READING PASSAGE:
* * * * *
• Double murder case that has haunted Edinburgh for 27 years is solved
• First major breakthrough came in 1997 when forensic scientists isolated a significant DNA profile
• Case was re-examined in 2004 and aided by further advancements in DNA technology
"We can confirm that charges have been brought against an individual, Angus Sinclair, and that he made no plea or declaration, was judicially examined, and was fully committed in custody." - Crown Office spokesman
Story in full A 59-YEAR-OLD man appeared at Edinburgh Sheriff Court yesterday charged with the murder of two teenage girls - 27 years after they disappeared.
The story of Edinburgh’s notorious World’s End Murders took another twist after Angus Sinclair was remanded in custody in connection with the death of 17-year-olds Christine Eadie and Helen Scott in the late 1970s.
The teenagers went missing in October 1977, shortly after leaving the World’s End pub in Edinburgh’s Royal Mile with two unidentified men. Eyewitnesses saw the girls leave the pub at closing time.
Their naked bodies were discovered six miles apart, at a beach in Gosford Bay and Haddington in East Lothian, the following day. Both had been beaten, raped and strangled, and had their hands tied behind their backs.
For the past 27 years, the quest to solve the World’s End case has been regarded as one of the greatest challenges in modern Scottish criminal history. Over the years, more than 500 suspects have been identified in connection with the murders and more than 13,000 statements taken by hundreds of different police officers.
But it wasn’t until 1997 that the first major breakthrough in the case came when forensic scientists, using a newly developed test to examine minute traces of fibre, blood, hair and body fluid, were able to isolate a significant DNA profile.
Last year, with the backing of that DNA sample and the new technology, senior detectives from Lothian and Borders, Strathclyde and Tayside Police launched Operation Trinity to re-examine the World’s End murders and several others dating back to the Seventies and Eighties.
* * * * *
REQUIRED WORK: In the news report on the World's End murders, how old were Christine Eadie and Helen Scott?
* * * * *
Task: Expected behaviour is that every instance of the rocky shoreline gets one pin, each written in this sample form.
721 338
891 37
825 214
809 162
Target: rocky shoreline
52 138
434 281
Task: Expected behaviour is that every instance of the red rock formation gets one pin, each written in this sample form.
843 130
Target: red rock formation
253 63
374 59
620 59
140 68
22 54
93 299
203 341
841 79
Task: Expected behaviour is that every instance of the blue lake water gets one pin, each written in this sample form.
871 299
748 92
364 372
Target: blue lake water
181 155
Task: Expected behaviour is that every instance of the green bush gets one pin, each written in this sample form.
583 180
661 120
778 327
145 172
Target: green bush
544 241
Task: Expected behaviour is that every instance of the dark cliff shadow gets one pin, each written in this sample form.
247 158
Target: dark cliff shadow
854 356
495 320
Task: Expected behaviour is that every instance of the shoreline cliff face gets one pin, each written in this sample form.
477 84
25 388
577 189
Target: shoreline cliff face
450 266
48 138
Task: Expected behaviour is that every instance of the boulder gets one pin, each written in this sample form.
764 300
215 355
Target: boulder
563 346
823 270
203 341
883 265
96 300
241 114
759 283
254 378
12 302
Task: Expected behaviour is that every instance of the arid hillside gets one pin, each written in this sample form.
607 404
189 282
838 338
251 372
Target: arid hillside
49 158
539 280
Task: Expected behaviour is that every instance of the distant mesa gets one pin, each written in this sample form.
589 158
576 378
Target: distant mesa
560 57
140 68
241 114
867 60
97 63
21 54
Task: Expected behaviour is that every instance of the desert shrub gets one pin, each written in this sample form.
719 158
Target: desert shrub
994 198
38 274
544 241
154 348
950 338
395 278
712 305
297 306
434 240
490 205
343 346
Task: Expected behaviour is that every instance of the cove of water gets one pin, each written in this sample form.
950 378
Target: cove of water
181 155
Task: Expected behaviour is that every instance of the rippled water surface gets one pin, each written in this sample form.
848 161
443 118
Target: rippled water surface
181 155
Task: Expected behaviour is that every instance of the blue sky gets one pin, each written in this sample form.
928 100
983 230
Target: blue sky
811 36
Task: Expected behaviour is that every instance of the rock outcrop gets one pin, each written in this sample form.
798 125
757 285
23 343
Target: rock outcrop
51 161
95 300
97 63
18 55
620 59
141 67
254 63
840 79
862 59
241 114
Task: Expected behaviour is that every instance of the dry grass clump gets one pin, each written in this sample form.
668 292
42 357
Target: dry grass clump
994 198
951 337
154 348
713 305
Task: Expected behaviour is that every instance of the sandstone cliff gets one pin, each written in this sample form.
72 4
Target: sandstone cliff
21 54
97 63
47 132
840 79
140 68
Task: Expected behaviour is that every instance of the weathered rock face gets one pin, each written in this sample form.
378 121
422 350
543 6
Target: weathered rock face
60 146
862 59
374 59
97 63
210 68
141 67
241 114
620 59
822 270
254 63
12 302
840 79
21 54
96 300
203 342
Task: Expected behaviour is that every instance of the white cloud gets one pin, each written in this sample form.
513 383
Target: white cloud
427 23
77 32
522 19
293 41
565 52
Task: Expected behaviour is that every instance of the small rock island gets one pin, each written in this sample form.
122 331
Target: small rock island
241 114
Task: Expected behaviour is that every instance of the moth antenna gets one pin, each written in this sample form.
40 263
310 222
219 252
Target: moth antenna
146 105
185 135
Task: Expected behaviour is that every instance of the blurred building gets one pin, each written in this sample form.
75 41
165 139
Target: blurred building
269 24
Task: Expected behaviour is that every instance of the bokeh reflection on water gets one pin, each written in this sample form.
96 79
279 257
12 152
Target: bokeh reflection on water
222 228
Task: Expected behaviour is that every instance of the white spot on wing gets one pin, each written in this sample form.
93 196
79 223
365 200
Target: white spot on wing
* * * * *
SOLUTION TO THE PROBLEM: They were both 17 years old.